| Extracted records |

- - -

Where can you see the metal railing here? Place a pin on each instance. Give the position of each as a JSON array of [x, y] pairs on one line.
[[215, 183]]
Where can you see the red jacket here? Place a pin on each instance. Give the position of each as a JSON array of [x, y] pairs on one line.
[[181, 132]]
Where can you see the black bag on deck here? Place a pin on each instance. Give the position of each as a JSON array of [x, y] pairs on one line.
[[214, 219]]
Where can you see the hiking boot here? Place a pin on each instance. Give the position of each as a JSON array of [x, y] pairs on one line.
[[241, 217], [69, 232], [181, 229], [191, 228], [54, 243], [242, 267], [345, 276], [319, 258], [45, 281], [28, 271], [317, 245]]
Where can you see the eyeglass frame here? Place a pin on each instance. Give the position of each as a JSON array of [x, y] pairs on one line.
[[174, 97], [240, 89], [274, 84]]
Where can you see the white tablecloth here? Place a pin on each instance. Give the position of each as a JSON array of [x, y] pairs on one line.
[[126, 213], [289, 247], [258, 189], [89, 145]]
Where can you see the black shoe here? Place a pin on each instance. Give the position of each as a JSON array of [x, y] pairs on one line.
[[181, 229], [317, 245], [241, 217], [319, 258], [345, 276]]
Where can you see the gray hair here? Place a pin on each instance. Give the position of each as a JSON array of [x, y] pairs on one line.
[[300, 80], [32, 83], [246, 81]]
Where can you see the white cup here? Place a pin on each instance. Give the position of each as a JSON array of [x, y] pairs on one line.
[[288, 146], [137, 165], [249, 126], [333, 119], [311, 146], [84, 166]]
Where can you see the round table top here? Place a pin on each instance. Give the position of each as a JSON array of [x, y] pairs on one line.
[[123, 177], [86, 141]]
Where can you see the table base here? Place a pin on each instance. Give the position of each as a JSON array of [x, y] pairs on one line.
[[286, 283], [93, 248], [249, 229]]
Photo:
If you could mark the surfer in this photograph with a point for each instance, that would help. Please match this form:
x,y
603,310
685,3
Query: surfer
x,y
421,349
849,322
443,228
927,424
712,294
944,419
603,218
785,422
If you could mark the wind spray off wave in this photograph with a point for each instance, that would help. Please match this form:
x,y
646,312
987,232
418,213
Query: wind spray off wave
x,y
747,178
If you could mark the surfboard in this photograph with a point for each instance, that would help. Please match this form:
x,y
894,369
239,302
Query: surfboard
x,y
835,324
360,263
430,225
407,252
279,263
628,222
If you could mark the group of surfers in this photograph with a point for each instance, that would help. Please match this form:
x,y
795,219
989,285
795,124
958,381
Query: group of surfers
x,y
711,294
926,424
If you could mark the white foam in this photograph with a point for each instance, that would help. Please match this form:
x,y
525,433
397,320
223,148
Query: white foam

- - -

| Aim of the task |
Repeat exactly, and only, the lines from the line with "If you could mark the surfboard" through the end of the listing above, both ends included.

| Response to the task |
If you could mark the surfboard in this photograph with a point for each instance, that would help. Please match this form:
x,y
894,369
239,302
Query: surfboard
x,y
835,324
360,263
430,225
407,252
279,263
628,222
If you could mark the group of surfers in this photograph with a point for each instance, that would help. Please match this form:
x,y
795,219
989,285
795,124
958,381
Query: group of surfers
x,y
711,294
926,424
If you could mark the white foam in this photograph with a point for each instance, that would help. Please match this form:
x,y
525,433
397,320
223,148
Query: white foam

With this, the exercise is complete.